Text block —
>>>
The Indian Institute of Management Tiruchirappalli (also known as IIM Trichy) is an autonomous public business school located in Tiruchirappalli, Tamilnadu in India. The eleventh IIM, it was instituted on 4 January 2011. It has been ranked 15th among management schools by NIRF. It operates from its campus spread over 175 acres of land, about 11 km from Tiruchirappalli International Airport. It also has a satellite campus in Chennai for executive education. It offers full-time, executive and doctoral programs in business management.

Campus
The campus of Indian Institute of Management Tiruchirappalli is located on a  land on the Tiruchirappalli-Pudukkottai highway. The  state-of-the-art campus consists of student hostels, faculty residences, a library, recreational facilities and Executive Residences.

IIM Tiruchirappalli set up a satellite campus at Chennai in the year 2012. It offers a two-year postgraduate programme for working professionals from this campus.

Academics

Academic programs
IIM Trichy offers a two-year full-time residential Post Graduate Programme in Management (PGPM), a two-year Post Graduate Programme in Business Management (PGPBM) for working executives at Chennai campus, and a Fellow Programme in Management (FPM) for Doctor of Business Administration candidates. In the year 2020, IIM Trichy launched a Post Graduate Programme in Human Resources Management (PGPM-HR) at its Trichy campus.
<<<
Listed entries —
>>>
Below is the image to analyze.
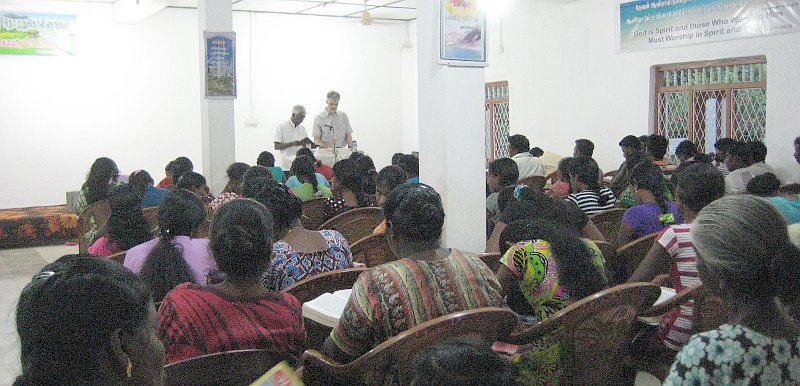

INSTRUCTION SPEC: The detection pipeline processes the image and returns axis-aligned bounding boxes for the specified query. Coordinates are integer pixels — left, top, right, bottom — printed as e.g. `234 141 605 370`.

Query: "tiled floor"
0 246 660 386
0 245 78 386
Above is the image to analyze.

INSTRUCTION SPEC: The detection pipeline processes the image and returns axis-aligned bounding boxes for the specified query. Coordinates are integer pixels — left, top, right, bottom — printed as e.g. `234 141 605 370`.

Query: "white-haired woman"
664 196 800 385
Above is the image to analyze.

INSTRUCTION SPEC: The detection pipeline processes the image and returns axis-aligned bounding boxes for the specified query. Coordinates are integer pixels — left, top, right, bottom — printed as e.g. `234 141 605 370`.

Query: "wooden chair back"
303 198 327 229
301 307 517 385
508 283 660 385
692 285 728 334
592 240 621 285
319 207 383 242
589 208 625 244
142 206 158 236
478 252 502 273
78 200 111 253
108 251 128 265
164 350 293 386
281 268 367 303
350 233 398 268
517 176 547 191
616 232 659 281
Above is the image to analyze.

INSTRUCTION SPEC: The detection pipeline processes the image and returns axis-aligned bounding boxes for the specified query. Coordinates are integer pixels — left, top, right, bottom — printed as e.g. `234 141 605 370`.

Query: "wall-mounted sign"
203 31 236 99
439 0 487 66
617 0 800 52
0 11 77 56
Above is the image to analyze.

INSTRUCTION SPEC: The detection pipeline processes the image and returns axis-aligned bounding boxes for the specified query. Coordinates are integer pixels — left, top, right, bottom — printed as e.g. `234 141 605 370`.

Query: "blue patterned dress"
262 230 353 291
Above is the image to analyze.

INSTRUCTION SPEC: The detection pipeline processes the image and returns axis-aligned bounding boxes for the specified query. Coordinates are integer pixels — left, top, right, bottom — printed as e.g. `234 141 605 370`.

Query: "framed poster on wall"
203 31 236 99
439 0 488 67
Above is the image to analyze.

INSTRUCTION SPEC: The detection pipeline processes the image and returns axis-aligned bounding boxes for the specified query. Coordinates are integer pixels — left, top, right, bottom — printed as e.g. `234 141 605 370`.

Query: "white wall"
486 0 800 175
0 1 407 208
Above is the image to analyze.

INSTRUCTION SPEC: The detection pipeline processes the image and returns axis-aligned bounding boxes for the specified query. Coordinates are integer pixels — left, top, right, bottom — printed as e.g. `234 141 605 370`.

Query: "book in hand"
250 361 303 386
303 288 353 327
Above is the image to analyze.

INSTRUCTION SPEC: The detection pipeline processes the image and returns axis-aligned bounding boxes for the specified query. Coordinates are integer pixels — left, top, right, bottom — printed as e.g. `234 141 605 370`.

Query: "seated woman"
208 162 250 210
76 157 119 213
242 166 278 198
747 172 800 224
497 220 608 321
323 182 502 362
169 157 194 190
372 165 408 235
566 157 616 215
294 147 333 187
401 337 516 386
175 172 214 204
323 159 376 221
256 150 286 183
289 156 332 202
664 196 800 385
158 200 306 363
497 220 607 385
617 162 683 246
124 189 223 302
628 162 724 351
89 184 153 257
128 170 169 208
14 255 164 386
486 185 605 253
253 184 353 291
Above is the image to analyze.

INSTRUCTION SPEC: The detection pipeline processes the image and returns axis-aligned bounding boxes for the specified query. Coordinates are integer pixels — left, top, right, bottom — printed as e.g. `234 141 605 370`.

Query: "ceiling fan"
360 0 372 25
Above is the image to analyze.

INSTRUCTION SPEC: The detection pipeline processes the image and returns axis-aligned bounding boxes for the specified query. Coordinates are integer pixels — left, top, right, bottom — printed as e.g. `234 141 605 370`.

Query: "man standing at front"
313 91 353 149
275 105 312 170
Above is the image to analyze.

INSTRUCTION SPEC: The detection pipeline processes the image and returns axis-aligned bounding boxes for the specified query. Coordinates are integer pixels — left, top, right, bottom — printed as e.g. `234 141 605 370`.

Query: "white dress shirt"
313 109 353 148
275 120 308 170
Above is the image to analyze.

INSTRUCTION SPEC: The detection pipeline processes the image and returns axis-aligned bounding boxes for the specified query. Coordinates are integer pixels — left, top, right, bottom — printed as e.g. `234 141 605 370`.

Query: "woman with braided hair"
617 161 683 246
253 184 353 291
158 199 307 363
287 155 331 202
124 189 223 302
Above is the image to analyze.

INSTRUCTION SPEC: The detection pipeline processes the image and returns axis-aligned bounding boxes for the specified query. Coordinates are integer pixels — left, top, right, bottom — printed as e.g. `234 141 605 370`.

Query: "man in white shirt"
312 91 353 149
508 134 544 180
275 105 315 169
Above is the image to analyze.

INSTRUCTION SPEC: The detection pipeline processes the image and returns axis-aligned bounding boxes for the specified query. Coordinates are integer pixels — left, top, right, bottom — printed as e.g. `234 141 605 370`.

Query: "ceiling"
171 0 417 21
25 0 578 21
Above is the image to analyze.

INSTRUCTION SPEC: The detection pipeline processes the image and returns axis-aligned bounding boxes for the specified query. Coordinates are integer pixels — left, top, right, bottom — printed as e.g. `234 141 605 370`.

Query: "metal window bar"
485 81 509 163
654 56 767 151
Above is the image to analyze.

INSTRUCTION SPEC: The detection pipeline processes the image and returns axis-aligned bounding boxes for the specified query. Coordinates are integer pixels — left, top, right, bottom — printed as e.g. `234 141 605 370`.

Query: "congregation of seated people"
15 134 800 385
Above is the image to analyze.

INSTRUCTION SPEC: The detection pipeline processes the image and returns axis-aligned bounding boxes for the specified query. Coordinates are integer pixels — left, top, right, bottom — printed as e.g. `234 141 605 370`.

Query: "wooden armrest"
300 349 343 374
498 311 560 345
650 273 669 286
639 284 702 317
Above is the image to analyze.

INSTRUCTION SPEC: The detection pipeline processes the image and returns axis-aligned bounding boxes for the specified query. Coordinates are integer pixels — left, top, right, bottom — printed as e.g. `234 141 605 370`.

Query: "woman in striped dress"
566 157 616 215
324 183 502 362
<<<
>>>
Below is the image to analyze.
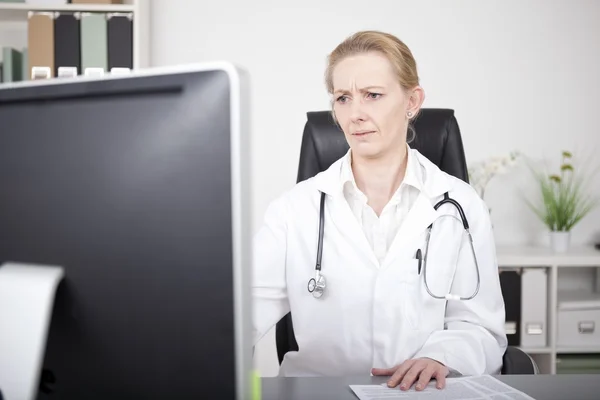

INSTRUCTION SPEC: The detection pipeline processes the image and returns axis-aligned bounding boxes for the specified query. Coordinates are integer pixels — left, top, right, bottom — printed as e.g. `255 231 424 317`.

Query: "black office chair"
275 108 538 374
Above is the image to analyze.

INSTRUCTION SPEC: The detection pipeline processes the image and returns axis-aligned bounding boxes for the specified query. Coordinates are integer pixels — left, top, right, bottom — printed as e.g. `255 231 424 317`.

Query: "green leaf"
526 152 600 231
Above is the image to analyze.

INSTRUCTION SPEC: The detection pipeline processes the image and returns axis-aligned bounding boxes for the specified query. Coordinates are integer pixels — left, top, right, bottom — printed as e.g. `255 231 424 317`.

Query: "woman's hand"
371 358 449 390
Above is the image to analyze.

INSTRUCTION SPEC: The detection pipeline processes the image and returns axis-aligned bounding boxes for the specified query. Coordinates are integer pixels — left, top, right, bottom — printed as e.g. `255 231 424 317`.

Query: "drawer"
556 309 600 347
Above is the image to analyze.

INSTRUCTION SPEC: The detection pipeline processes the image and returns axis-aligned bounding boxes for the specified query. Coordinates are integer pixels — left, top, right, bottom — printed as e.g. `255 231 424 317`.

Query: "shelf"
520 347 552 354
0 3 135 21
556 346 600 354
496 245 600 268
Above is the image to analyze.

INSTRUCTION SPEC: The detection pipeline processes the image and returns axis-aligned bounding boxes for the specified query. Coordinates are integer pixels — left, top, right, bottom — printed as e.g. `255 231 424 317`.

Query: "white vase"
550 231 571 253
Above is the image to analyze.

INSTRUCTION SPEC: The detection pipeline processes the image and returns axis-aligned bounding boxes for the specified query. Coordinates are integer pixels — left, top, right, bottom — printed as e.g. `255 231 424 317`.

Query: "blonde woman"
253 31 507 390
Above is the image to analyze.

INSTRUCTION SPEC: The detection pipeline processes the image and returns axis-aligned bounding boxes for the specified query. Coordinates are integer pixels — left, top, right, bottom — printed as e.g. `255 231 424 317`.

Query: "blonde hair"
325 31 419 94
<<<
>>>
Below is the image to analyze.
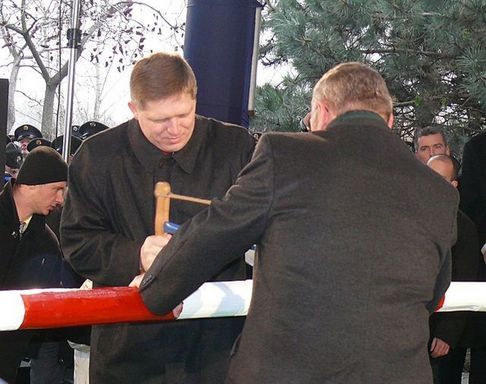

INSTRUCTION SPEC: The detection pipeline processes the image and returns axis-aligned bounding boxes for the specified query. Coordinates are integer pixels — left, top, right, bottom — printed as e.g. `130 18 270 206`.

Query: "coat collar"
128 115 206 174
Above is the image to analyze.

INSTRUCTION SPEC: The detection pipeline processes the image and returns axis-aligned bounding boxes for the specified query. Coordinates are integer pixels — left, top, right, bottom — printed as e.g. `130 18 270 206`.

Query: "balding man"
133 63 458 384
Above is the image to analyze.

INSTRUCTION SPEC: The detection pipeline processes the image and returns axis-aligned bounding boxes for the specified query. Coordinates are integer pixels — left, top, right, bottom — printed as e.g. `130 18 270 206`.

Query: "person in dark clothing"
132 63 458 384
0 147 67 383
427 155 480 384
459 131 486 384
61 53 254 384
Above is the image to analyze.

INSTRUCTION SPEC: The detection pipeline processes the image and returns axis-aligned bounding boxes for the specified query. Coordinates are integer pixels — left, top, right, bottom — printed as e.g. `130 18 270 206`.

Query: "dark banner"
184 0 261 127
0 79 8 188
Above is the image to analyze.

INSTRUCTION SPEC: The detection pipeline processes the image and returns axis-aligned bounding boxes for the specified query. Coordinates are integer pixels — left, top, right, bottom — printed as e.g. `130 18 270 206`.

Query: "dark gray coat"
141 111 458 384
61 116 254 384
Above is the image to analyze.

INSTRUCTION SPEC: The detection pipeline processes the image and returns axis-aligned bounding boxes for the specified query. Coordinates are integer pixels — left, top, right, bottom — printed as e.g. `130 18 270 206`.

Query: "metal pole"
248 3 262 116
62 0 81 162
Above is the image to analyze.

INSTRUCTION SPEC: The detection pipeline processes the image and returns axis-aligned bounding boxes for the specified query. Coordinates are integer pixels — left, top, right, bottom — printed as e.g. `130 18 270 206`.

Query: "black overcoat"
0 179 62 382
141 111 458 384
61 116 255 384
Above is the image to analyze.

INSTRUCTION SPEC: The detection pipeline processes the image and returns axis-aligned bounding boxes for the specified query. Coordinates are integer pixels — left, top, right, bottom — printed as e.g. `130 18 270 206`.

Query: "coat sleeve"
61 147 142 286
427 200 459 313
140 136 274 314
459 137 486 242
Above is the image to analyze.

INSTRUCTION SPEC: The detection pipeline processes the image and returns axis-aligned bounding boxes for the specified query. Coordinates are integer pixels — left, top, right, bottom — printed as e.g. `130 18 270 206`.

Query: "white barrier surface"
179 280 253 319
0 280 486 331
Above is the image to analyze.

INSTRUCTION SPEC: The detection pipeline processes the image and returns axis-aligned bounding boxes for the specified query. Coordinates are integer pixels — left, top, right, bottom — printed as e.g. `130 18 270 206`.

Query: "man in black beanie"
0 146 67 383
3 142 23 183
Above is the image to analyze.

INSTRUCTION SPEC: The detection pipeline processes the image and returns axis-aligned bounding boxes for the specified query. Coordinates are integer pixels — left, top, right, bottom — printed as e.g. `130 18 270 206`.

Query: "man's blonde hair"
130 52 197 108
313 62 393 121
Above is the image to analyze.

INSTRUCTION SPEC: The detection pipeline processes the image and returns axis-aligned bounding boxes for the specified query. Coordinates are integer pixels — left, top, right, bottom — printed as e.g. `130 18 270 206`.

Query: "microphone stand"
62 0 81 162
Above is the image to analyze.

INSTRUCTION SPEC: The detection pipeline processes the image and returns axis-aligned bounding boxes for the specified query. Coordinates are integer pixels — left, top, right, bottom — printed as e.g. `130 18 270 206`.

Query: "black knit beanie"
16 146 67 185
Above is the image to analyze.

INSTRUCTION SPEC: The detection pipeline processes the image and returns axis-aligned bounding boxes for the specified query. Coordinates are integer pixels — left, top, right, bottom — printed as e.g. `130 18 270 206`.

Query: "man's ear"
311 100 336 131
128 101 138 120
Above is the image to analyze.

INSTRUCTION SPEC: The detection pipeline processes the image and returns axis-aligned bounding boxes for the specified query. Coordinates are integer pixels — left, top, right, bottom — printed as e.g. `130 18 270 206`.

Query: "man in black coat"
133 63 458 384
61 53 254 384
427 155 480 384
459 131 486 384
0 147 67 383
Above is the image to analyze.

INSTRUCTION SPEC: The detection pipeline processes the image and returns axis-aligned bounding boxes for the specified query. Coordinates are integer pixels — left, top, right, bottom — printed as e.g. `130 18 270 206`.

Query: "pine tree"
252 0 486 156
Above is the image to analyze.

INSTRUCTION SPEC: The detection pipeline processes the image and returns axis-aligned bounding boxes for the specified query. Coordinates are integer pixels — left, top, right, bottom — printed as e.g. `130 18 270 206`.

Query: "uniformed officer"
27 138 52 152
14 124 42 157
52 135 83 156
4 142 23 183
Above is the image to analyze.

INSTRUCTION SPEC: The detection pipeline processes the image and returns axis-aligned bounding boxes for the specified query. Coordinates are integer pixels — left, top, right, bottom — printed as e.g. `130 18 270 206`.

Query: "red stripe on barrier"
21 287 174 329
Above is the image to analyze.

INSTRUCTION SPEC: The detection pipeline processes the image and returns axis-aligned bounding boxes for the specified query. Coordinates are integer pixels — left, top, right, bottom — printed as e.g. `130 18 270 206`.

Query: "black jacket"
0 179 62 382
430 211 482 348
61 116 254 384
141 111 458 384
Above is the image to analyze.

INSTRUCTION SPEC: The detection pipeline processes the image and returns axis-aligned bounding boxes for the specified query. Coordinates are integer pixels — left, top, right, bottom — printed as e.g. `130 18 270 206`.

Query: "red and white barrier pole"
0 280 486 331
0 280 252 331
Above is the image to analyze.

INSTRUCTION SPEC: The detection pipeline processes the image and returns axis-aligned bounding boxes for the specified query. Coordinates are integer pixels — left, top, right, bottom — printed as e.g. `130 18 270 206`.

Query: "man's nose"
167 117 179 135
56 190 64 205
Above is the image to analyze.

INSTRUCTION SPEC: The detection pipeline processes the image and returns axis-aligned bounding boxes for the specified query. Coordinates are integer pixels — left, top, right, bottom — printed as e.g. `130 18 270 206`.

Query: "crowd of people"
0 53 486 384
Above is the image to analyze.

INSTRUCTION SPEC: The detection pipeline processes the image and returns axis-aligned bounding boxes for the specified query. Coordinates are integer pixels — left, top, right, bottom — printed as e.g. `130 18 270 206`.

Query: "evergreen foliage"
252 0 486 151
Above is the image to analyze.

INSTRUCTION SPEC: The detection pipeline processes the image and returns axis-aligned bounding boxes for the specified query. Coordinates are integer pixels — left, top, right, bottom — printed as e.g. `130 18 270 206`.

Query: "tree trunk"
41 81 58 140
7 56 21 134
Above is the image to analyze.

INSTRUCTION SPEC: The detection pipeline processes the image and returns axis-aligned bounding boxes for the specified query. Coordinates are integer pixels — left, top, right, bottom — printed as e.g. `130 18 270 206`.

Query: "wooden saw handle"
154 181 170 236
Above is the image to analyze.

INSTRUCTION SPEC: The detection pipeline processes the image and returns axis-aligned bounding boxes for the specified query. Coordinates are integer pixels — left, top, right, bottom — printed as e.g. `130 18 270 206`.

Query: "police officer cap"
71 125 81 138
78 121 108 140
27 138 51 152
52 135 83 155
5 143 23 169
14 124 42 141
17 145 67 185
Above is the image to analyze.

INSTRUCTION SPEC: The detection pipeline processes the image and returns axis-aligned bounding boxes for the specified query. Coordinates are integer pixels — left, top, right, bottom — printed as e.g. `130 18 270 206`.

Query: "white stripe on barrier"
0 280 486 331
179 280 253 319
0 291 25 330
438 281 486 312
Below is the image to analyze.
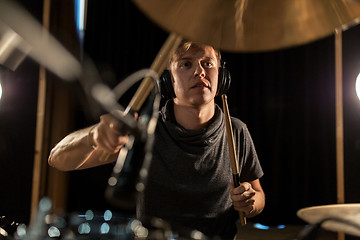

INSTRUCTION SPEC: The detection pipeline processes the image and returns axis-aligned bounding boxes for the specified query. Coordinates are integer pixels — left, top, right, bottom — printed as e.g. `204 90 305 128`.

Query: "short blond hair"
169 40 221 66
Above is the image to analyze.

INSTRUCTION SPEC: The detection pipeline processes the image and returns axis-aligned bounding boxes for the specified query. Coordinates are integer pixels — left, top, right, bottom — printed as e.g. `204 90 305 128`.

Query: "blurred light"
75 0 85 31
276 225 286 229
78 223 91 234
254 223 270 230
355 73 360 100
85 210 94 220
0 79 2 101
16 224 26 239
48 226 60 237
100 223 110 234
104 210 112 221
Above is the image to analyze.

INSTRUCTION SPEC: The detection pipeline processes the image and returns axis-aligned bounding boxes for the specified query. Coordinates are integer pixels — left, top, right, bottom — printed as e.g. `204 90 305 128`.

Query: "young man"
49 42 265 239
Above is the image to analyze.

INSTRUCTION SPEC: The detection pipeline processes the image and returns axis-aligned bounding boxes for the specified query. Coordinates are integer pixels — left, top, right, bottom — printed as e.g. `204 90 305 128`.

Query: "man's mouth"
<<<
What the exercise asks — Extract the passage about IIM Tiruchirappalli given above and reproduce all of it word for word.

Finished task —
The Indian Institute of Management Tiruchirappalli (also known as IIM Trichy) is an autonomous public business school located in Tiruchirappalli, Tamilnadu in India. The eleventh IIM, it was instituted on 4 January 2011. It has been ranked 15th among management schools by NIRF. It operates from its campus spread over 175 acres of land, about 11 km from Tiruchirappalli International Airport. It also has a satellite campus in Chennai for executive education. It offers full-time, executive and doctoral programs in business management.

Campus
The campus of Indian Institute of Management Tiruchirappalli is located on a  land on the Tiruchirappalli-Pudukkottai highway. The  state-of-the-art campus consists of student hostels, faculty residences, a library, recreational facilities and Executive Residences.

IIM Tiruchirappalli set up a satellite campus at Chennai in the year 2012. It offers a two-year postgraduate programme for working professionals from this campus.

Academics

Academic programs
IIM Trichy offers a two-year full-time residential Post Graduate Programme in Management (PGPM), a two-year Post Graduate Programme in Business Management (PGPBM) for working executives at Chennai campus, and a Fellow Programme in Management (FPM) for Doctor of Business Administration candidates. In the year 2020, IIM Trichy launched a Post Graduate Programme in Human Resources Management (PGPM-HR) at its Trichy campus.